▶ _Task instructions_
Restate every record exactly, with nothing skipped.

▶ _Task inputs_
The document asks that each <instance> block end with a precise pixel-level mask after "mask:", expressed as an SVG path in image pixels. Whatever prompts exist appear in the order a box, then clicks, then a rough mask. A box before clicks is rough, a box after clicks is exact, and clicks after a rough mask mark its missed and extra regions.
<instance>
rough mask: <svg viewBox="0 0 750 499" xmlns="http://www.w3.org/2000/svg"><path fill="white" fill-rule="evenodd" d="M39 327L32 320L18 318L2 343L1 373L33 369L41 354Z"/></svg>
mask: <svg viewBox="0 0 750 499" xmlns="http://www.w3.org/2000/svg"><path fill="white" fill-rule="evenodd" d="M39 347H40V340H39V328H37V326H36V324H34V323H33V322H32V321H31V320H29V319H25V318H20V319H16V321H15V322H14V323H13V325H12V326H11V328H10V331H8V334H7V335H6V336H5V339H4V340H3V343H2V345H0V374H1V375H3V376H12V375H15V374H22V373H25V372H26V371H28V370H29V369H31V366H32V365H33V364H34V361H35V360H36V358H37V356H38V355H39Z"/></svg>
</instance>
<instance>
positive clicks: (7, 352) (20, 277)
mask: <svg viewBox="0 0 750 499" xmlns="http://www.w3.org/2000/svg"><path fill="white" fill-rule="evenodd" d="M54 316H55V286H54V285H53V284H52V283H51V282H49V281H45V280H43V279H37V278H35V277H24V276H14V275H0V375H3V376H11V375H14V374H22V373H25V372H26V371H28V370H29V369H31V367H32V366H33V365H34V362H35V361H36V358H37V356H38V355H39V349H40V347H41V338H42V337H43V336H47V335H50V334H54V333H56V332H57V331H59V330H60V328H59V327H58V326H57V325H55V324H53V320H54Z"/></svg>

▶ _Task output_
The document asks that each <instance> block end with a precise pixel-level mask after "mask:", expressed as an SVG path in image pixels. Whatever prompts exist appear in the order a box, then clicks, then a rough mask. A box before clicks is rough, a box after clicks is exact, and clicks after a rough mask mark its missed and extra regions.
<instance>
rough mask: <svg viewBox="0 0 750 499" xmlns="http://www.w3.org/2000/svg"><path fill="white" fill-rule="evenodd" d="M39 327L32 320L18 318L2 343L1 373L33 369L41 354Z"/></svg>
mask: <svg viewBox="0 0 750 499" xmlns="http://www.w3.org/2000/svg"><path fill="white" fill-rule="evenodd" d="M39 347H40V340H39V328H37V326H36V324H34V323H33V322H32V321H31V320H29V319H25V318H20V319H16V321H15V322H14V323H13V325H12V326H11V328H10V331H8V334H7V335H6V336H5V339H4V340H3V343H2V345H0V374H1V375H3V376H12V375H15V374H22V373H25V372H26V371H28V370H29V369H31V366H32V365H33V364H34V361H35V360H36V358H37V356H38V355H39Z"/></svg>
</instance>
<instance>
positive clicks: (7, 352) (20, 277)
mask: <svg viewBox="0 0 750 499" xmlns="http://www.w3.org/2000/svg"><path fill="white" fill-rule="evenodd" d="M54 316H55V286H54V285H53V284H52V283H51V282H49V281H45V280H43V279H37V278H35V277H24V276H14V275H0V375H3V376H11V375H14V374H22V373H25V372H26V371H28V370H29V369H31V367H32V366H33V365H34V362H35V361H36V358H37V356H38V355H39V349H40V347H41V338H42V337H43V336H47V335H50V334H54V333H56V332H57V331H59V330H60V328H59V327H58V326H57V325H55V324H53V320H54Z"/></svg>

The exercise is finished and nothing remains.